Every record must be output verbatim in the reply.

++++++++++

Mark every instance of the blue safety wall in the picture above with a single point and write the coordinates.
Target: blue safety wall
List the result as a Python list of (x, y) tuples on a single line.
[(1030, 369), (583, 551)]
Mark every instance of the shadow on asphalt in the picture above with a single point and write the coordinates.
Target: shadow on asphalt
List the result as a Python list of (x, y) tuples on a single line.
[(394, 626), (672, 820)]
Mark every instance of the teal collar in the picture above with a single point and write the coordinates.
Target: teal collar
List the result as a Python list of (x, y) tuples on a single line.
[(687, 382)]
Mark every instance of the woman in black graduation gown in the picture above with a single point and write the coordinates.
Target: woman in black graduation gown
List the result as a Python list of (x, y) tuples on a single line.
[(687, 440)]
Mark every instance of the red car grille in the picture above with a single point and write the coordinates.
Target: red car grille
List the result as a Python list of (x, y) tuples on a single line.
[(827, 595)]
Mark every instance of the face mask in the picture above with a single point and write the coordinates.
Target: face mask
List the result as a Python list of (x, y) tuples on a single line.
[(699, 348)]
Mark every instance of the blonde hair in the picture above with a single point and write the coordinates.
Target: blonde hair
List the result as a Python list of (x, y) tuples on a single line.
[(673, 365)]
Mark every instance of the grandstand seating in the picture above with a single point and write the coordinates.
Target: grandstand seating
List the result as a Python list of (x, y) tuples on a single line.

++++++++++

» EXPECTED OUTPUT:
Mark every instance of the blue safety wall in the picture above with a single point and write the coordinates.
Target: blue safety wall
List the result as a Python list of (x, y) tuples on a single line.
[(1030, 369), (583, 551)]
Mark every instance of the shadow on asphalt in the picture above with a single point and write the coordinates.
Target: shadow on asphalt
List the result as a Python list of (x, y) tuples on a single line.
[(394, 626), (672, 820)]
Mark every instance of the teal collar in the picture above with a single point and write the coordinates.
Target: teal collar
List the result as a Python list of (x, y) tuples on a single line.
[(687, 382)]
Mark every instance of the woman in black graduation gown in the picture above with a single point and write the coordinates.
Target: woman in black graduation gown
List the result as a Python list of (x, y) tuples on a single line.
[(687, 440)]
Mark every instance of the red car grille in the picture above with a single point and write the coordinates.
Target: red car grille
List the result as a Python list of (x, y) tuples on a single line.
[(827, 595)]
Mark every instance of the face mask in the picture above with a single point and write the coordinates.
Target: face mask
List the result as a Python list of (x, y) tuples on a single line.
[(699, 348)]
Mark every instance of the blonde hair in the picture above with a single point and write the coordinates.
Target: blonde hair
List the result as a Python list of (x, y) tuples on a single line.
[(673, 365)]
Mark every instance of the grandstand seating in the picture above with a single point and write the coordinates.
Target: grandstand seating
List the result as a Python list of (x, y) tuples on a single line.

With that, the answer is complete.